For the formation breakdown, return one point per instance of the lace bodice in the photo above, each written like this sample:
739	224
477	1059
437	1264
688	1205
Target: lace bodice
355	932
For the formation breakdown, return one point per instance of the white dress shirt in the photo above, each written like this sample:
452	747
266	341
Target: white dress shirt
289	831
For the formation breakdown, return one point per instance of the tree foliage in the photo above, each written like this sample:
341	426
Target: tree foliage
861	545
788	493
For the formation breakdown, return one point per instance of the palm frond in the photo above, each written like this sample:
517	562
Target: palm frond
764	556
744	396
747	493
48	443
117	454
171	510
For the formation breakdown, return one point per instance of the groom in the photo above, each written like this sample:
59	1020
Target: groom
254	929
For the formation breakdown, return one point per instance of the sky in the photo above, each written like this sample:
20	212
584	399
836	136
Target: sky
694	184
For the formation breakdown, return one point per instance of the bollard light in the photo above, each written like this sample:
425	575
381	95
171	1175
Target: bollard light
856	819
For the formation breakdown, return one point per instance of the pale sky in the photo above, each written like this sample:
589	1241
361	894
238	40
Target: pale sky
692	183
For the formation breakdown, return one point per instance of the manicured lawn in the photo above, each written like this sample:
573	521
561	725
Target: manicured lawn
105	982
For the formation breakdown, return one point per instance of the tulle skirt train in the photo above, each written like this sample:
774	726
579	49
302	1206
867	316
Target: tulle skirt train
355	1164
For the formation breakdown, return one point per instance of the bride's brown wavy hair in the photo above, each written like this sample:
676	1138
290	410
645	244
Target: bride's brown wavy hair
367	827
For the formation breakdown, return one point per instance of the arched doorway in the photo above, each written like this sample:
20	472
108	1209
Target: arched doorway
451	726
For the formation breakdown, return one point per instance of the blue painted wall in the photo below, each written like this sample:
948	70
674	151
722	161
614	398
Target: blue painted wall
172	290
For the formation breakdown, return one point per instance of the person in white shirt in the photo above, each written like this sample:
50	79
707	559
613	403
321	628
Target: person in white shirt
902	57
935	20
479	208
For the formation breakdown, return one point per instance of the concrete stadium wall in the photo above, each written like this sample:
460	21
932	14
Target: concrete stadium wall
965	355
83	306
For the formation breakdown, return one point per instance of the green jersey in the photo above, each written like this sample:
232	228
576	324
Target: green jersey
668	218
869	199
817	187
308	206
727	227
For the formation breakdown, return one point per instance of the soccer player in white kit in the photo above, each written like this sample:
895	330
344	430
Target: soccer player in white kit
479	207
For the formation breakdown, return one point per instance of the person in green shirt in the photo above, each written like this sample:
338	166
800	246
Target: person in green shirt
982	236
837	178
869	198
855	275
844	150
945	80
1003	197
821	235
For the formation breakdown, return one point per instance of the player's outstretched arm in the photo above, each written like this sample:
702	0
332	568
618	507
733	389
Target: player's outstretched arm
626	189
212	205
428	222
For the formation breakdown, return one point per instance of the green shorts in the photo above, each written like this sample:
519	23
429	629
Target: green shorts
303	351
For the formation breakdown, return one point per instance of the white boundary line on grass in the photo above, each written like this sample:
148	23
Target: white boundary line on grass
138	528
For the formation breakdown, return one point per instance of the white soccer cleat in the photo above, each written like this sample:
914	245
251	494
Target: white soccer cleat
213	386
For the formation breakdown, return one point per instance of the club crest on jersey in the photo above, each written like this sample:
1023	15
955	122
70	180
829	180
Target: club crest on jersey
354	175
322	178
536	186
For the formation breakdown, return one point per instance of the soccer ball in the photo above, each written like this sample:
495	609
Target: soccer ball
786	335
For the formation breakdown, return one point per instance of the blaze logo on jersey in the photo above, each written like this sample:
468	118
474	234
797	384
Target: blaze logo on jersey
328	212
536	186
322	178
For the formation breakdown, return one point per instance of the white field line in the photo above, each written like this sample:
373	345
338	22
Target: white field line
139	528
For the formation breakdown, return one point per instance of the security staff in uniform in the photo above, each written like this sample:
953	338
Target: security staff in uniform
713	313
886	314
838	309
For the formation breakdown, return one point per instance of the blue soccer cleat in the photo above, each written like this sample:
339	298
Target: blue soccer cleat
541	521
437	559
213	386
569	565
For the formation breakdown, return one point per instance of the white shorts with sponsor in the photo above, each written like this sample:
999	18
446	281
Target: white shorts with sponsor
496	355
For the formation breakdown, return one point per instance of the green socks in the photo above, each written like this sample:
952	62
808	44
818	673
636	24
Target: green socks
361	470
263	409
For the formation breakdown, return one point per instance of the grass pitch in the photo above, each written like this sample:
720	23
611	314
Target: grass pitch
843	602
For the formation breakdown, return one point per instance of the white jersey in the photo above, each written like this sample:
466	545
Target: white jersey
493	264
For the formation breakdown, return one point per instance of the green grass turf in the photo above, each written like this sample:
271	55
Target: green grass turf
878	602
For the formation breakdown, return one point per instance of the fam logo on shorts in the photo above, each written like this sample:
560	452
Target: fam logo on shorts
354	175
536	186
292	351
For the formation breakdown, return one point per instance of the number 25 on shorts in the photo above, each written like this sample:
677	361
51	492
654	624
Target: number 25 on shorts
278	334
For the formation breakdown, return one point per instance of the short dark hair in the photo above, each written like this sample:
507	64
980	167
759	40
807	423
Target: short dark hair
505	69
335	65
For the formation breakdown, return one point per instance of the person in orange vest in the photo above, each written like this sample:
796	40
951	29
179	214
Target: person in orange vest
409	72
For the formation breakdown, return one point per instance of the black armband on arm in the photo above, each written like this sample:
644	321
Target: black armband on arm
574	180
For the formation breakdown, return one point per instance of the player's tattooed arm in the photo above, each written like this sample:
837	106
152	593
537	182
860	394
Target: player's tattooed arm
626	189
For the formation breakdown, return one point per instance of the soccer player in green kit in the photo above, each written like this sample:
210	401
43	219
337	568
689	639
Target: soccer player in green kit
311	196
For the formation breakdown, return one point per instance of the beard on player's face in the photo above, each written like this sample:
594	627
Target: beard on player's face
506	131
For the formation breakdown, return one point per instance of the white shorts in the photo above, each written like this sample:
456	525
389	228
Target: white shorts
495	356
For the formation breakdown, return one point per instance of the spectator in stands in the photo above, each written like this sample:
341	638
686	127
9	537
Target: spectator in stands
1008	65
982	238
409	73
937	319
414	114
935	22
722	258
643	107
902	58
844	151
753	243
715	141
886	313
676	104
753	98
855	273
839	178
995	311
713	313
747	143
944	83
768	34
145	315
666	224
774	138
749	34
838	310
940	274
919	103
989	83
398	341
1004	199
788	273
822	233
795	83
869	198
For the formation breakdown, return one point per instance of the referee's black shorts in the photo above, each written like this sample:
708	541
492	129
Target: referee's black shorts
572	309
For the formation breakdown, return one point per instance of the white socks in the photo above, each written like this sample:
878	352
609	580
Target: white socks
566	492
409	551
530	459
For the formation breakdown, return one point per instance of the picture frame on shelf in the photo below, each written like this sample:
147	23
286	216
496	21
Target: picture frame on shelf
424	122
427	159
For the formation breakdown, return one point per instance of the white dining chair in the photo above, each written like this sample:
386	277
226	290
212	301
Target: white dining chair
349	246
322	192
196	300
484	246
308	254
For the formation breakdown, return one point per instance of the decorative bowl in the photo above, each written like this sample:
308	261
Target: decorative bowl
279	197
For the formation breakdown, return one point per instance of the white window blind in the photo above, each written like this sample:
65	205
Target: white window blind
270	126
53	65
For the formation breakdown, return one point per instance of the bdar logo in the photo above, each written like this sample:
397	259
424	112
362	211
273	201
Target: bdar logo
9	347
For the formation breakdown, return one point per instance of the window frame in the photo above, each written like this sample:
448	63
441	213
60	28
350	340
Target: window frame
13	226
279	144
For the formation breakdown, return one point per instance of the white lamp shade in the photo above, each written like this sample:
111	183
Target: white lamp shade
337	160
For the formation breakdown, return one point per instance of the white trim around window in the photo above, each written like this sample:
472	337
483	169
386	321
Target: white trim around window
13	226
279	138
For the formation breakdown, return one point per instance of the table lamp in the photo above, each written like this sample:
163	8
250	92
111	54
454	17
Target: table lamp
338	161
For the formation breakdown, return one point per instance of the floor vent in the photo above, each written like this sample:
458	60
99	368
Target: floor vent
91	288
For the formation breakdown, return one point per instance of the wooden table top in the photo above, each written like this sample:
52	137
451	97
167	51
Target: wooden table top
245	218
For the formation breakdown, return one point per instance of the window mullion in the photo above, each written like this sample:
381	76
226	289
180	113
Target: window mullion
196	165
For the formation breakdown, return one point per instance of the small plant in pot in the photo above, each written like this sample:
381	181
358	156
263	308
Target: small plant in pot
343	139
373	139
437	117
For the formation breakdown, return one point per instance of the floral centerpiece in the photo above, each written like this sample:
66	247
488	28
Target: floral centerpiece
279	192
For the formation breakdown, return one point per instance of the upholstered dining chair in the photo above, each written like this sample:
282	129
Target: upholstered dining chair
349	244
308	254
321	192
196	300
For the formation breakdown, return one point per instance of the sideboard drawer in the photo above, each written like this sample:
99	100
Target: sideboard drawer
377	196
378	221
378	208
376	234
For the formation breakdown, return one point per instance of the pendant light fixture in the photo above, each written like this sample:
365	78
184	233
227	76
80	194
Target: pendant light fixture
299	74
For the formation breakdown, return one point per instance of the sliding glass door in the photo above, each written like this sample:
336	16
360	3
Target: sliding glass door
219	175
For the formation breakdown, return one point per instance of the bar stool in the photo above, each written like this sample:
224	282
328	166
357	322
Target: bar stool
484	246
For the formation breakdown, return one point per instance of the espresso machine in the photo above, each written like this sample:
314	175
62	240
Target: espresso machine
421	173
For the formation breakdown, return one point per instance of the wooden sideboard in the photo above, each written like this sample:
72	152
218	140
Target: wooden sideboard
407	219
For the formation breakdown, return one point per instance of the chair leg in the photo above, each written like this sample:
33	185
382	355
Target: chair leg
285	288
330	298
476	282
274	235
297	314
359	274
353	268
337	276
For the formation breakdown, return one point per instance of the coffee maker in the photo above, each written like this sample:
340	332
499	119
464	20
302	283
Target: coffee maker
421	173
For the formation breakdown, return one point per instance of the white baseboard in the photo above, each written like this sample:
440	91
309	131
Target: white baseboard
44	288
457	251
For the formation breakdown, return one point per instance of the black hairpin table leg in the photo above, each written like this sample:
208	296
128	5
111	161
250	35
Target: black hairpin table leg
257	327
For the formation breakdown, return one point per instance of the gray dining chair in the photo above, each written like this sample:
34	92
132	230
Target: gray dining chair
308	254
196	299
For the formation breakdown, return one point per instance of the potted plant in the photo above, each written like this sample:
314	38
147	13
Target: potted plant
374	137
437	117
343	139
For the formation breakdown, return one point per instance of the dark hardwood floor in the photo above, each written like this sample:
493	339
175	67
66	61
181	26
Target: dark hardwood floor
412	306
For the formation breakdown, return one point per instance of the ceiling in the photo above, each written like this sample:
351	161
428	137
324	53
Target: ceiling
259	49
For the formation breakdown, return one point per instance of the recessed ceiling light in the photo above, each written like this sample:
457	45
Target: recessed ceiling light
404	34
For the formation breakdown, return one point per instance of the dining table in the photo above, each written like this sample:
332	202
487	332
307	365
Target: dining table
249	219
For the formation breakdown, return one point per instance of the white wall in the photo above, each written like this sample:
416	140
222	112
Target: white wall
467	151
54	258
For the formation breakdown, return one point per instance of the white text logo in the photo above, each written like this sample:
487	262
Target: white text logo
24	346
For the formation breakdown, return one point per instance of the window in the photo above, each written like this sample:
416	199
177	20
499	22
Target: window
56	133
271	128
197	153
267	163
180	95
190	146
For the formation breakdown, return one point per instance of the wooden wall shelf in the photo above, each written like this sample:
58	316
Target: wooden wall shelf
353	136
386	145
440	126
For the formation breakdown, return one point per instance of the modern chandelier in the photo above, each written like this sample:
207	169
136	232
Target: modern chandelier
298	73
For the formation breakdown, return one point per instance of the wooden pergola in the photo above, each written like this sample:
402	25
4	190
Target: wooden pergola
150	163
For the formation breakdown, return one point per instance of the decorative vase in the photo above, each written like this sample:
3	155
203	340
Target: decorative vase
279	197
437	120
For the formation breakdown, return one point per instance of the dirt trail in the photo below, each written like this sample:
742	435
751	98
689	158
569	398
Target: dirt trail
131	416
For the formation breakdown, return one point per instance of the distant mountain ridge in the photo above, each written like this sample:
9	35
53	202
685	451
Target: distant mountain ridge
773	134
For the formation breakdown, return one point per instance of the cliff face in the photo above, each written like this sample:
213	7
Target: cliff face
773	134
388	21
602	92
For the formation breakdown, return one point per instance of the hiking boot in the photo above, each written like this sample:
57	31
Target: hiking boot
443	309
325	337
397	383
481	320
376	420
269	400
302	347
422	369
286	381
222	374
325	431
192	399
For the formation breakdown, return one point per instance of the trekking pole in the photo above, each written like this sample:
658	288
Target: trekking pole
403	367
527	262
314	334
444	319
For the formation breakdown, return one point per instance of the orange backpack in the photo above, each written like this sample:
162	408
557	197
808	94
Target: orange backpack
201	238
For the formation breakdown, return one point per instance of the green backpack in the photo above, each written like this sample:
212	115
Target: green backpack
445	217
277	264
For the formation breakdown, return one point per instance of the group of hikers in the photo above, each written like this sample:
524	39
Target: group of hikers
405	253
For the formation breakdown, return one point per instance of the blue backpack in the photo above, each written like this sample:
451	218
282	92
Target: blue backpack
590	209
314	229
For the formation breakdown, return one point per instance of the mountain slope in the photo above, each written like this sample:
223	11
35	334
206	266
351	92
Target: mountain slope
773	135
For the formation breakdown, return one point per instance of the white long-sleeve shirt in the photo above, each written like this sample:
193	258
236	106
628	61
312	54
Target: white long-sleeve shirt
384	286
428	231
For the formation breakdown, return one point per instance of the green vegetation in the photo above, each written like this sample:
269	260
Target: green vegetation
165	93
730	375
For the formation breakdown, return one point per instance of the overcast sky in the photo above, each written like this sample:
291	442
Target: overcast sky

**What to work on:** Extract, exactly as they appear, the lines from the one containing "the green backpack" through the final line.

**Exercise response:**
For the formation breakdown, return one point per instance of the green backpack in the photo above, each written like this sample:
212	115
Target: green backpack
445	217
277	264
For the formation breakdown, return one point per instance of the group of hikers in the photo above, each written like this sample:
524	39
Target: group of hikers
405	253
For the formation breakdown, return one point per instance of the blue backpack in the photo above, each written like this sample:
451	218
282	92
Target: blue backpack
590	209
314	229
For the formation breakdown, return one point per instance of the mountain slope in the photo above, each written like this sample:
223	11
35	334
206	266
351	92
Target: mountain slope
773	135
For the formation breakdown, return one point per instance of the white long-sleeve shirt in the photo above, each written like this sample:
193	258
236	106
628	61
312	54
Target: white long-sleeve shirt
384	286
428	231
For the formation breakdown, return one point per instance of the green vegetation in the photo above, each written like this sample:
269	260
Target: green vegetation
165	93
730	375
For the formation breakdown, return one point per instance of the overcast sky in the photo above, each written like this sample:
291	442
Target: overcast sky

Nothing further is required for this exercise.